__Polecenia__:
A: Jak długo według obowiązujących w mieście przepisów mogą pracować konie, podaje tekst o dorożkach w Krakowie?
B: Wskaż w zapisach wszystkie wiersze, w których występuje słowo „every”, i przepisz je.

__Tekst do przeczytania__:
-*-*-

Kandydat na prezydenta Krakowa Stanisław Mazur poparł dzisiaj (29.02) postulat Krakowskiego Stowarzyszenia Obrony Zwierząt, dotyczący wprowadzenia całkowitego zakazu dorożek w naszym mieście. Po naszym liście otwartym do wszystkich kandydatów i wczorajszym spotkaniu z prezes KSOZ Agnieszką Wypych, Stanisław Mazur zorganizował briefing prasowy na Rynku, a jego biuro prasowe przesłało nam następującą informację, którą przytaczamy w całości:
Stanisław Mazur: Kraków cywilizacyjnie już dojrzał do tego, by przestać traktować żywe zwierzęta jako wypełnienie widokówek. Miarą cywilizowanego społeczeństwa jest to, że nie wykorzystuje słabszych stworzeń do zapewnienia własnej satysfakcji – mówił kandydat na prezydenta podczas briefingu prasowego przy postoju dorożek na Rynku Głównym.
Trzecia dekada XXI wieku to czas, być rozsądnie odpowiedzieć na pytanie, czy w imię pewnej symboliki i satysfakcji turystów, gotowi jesteśmy skazywać zwierzęta na cierpienie. Podobnie jak inni kandydaci, otrzymałem od Krakowskiego Stowarzyszenia Obrony Zwierząt jednoznaczne pytanie, czy jako prezydent byłbym skłonny podjąć decyzję o likwidacji dorożek. Wczoraj spotkałem się z przedstawicielami stowarzyszenia i po rozmowie z nimi mogę śmiało zadeklarować, że popieram ten postulat – mówił Stanisław Mazur podczas briefingu zorganizowanego na płycie Rynku Głównego.
Staram się rozumieć argument o tym, że dorożki stały się jednym z symboli Krakowa. Ale były także ikoniczne dla Londynu, Barcelony, Toronto, Rzymu, Paryża czy ostatnio Pragi. We wszystkich tych miastach obowiązuje już zakaz świadczenia usług powozów konnych. Miarą cywilizacji jest to, że nie wykorzystuje słabszych stworzeń do własnej satysfakcji. Wierzę, że Kraków cywilizacyjnie już także dojrzał do tego, by przestać traktować żywe zwierzęta jako wypełnienie widokówek – dodawał Mazur.
Według obowiązujących w mieście przepisów, konie mogą pracować przez 12 godzin bez żadnych przerw na odpoczynek. W mrozie i w upale, stojąc na rozgrzanym betonie. Historia pokazuje, że nawet w dni, gdy formalnie obowiązuje zakaz, przewoźnicy świadczą usługi przewozu – mówił Mazur. Z kolei 15 sierpnia, kiedy padł w Polsce rekord najwyższej tegorocznej temperatury, przez rynek przejechał korowód wozów, który z Bronowic dotarł pod Kościół Mariacki – przywoływał przykłady.

-*-*-

__Dane__:
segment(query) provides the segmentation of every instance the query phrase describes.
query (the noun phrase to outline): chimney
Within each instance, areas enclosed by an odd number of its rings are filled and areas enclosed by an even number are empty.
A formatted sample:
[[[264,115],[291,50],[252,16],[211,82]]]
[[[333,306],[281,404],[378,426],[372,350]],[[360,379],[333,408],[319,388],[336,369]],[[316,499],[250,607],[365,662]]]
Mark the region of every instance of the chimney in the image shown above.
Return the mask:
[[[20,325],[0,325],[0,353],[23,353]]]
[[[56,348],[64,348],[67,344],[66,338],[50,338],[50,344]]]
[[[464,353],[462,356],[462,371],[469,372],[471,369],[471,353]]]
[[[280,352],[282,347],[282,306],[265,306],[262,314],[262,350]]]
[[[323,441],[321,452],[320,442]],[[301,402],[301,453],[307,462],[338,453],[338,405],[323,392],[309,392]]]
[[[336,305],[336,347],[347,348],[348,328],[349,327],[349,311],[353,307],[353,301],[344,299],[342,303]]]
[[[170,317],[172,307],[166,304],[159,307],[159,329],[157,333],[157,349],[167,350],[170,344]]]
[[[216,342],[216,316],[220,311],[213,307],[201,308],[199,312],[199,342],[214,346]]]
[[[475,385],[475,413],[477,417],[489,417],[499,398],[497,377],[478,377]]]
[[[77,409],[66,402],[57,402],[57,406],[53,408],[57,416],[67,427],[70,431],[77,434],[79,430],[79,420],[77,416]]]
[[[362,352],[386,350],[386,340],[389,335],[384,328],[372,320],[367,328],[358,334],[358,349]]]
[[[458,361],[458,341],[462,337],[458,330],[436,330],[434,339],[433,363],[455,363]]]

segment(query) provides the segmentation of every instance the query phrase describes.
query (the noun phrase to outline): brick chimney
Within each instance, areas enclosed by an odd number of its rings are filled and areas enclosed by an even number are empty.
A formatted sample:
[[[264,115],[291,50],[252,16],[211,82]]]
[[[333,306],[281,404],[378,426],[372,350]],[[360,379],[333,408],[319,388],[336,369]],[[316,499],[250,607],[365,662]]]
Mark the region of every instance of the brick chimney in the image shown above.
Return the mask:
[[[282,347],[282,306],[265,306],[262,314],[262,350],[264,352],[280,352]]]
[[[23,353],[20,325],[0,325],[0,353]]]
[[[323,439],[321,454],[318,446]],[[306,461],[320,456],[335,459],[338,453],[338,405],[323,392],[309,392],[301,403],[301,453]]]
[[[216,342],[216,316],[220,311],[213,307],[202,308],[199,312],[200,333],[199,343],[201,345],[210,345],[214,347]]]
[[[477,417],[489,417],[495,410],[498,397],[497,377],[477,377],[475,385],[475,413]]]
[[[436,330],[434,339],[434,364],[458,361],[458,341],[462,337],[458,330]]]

-*-*-

__Odpowiedzi__:
A: Przez 12 godzin bez żadnych przerw na odpoczynek.

B:
segment(query) provides the segmentation of every instance the query phrase describes.
Mark the region of every instance of the chimney in the image shown above.
segment(query) provides the segmentation of every instance the query phrase describes.
Mark the region of every instance of the brick chimney in the image shown above.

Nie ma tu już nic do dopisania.